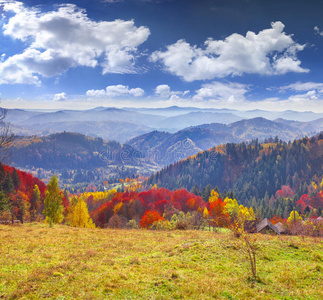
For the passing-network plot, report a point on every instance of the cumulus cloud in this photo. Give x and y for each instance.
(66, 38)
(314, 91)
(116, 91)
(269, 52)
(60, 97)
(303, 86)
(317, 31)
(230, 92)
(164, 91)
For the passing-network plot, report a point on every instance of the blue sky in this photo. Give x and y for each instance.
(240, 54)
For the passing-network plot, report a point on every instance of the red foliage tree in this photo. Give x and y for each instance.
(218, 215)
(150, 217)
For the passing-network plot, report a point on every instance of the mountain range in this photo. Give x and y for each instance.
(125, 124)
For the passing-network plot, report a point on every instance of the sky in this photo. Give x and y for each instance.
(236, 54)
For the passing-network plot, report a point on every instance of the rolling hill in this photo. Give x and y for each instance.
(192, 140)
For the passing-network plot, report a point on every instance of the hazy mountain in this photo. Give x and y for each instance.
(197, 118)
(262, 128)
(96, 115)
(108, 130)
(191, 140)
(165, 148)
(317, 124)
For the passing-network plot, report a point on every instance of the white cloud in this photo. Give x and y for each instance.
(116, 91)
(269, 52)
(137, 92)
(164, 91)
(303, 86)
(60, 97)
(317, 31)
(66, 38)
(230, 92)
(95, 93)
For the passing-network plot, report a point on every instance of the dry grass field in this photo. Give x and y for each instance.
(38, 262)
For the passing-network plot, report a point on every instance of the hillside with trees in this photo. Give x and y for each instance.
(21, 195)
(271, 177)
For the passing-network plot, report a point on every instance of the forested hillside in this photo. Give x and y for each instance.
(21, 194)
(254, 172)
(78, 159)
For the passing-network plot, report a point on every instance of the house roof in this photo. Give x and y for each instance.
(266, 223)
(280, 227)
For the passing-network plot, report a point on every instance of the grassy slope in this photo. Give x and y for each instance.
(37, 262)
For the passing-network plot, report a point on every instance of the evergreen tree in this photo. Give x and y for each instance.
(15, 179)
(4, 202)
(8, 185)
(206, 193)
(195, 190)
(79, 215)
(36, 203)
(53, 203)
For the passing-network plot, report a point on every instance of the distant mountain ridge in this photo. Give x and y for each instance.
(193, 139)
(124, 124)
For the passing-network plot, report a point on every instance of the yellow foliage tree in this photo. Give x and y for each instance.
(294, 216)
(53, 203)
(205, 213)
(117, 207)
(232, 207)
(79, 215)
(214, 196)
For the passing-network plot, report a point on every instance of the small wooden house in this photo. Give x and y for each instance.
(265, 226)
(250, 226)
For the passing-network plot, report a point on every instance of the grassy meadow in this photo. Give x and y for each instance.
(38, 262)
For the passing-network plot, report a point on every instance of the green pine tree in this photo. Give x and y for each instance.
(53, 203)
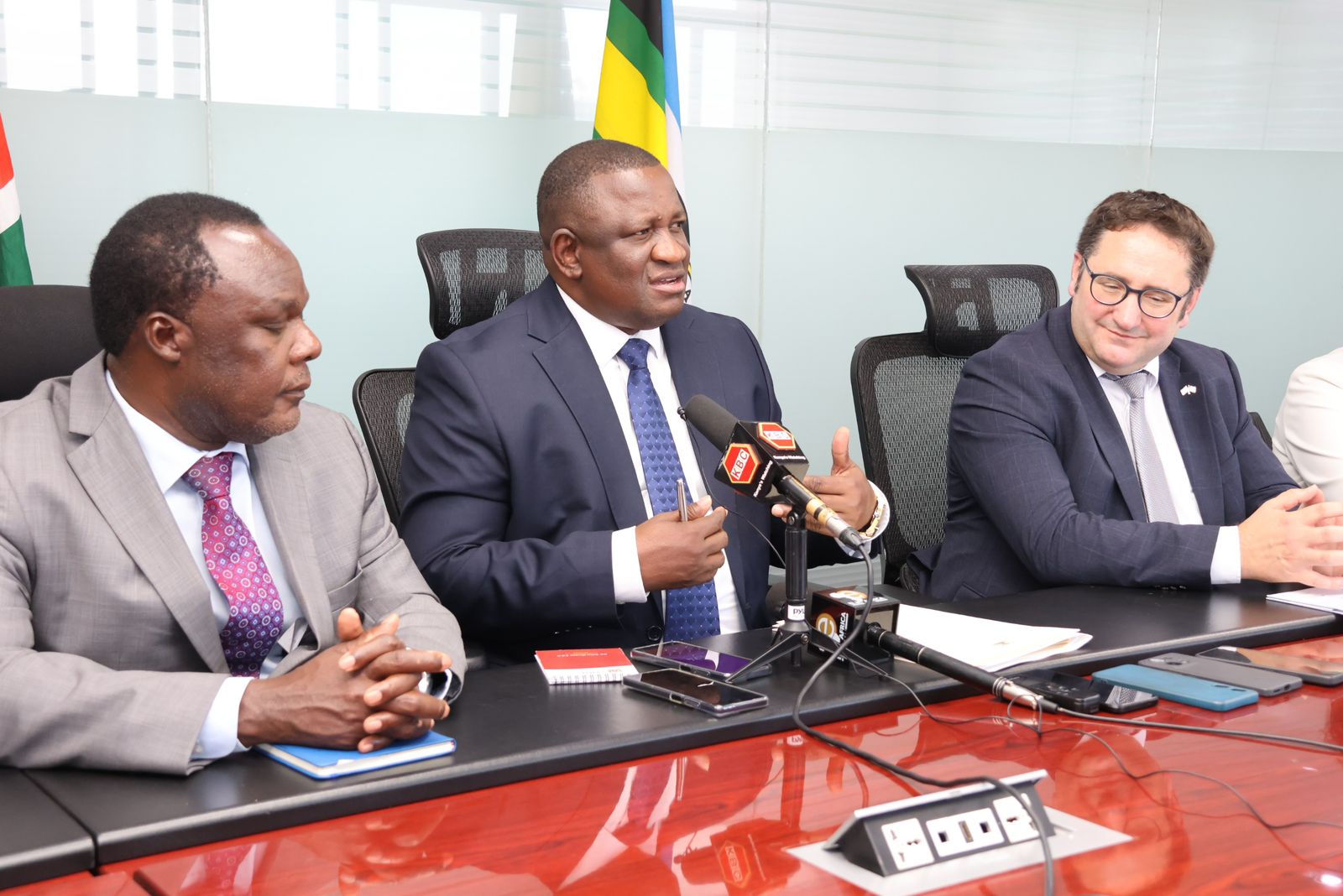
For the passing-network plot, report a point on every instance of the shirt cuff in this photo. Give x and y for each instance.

- **Problem**:
Rewrite the listing above, changing "passing-network plot" to "terrain survey map" everywhere it occurs and keeping everything else the same. Omit the pictures from your output.

- **Completed exercise**:
For the terrain survey map, report a point on every instance of the cumulus cloud in this photo. Give x and y for each instance.
(66, 38)
(314, 91)
(116, 91)
(269, 52)
(60, 97)
(303, 86)
(317, 31)
(230, 92)
(164, 91)
For the terrain survey map, report a point on every instance of the blue sky in this photo. Give x and y for each instance.
(240, 54)
For the terrain survey map, report a point on every instance of the red foliage tree in this photo. Give x and y for each instance.
(218, 215)
(150, 217)
For the terrain survey map, report a point on every instance of the mountain range in this photo. Give x and y for each instance.
(125, 124)
For the terrain survey map, report a point on every instance of the sky in this photo. Give x and y for each instance.
(236, 54)
For the terrain survey map, report a point on every instance of the rolling hill in this photo. Give x and y for each instance.
(192, 140)
For the terrain survey map, report a point on every instance of the hazy mountain in this photo. Give x and y for each instance.
(197, 118)
(262, 128)
(96, 115)
(108, 130)
(191, 140)
(165, 148)
(317, 124)
For the terrain survey map, report a point on every instance of the white cloud in this photo. Give x and y for each instance.
(116, 91)
(269, 52)
(137, 92)
(164, 91)
(303, 86)
(60, 97)
(317, 31)
(66, 38)
(230, 92)
(95, 93)
For the terrain survey map, report a point on every instance of the dry grass field in this photo. Give x and y for each instance.
(38, 262)
For the terrain survey map, report a point on every instance of the hillside with trees in this photo. Give x and y for each instance.
(21, 195)
(271, 177)
For the terrain survey map, report a point on every instance of the forested hillside in this photo. Give x and y for each instance.
(21, 194)
(254, 172)
(78, 159)
For the terrain survey map, report a point on every instance of the house roof in this photo. Give x and y for each instance.
(266, 223)
(280, 227)
For the terrain survey map, report a point on every instance of the grassy slope in this photo. Give x and y for each instance.
(37, 262)
For the terrain survey map, report a point on every instance of the evergreen tree in this photo. Give x and y for each instance.
(15, 179)
(4, 202)
(8, 185)
(206, 193)
(195, 190)
(79, 215)
(36, 203)
(53, 203)
For the terrain survey map, report a point on every instance of the distant mountain ridge in this photo. Give x and y for each instance.
(193, 139)
(124, 124)
For the terrain survey map, report a point on every instance of the yellow foliage tree in this photo. Give x and y for each instance.
(294, 216)
(53, 203)
(205, 213)
(117, 207)
(232, 207)
(79, 215)
(214, 196)
For the terrain survey map, report a point on every instance of the small wooden house in this photo. Give x and y for each instance.
(265, 226)
(250, 226)
For the terrain survey map, report a point on every instance of the grassy meadow in this photo. Give x and y for each instance.
(38, 262)
For the terrain survey map, report a point on every instance of the green pine tree in this photo. Give x and y for each instance.
(53, 203)
For the terrain survey map, report a point on every instance of the shirt cuff in this photo. Give x and y for each instance.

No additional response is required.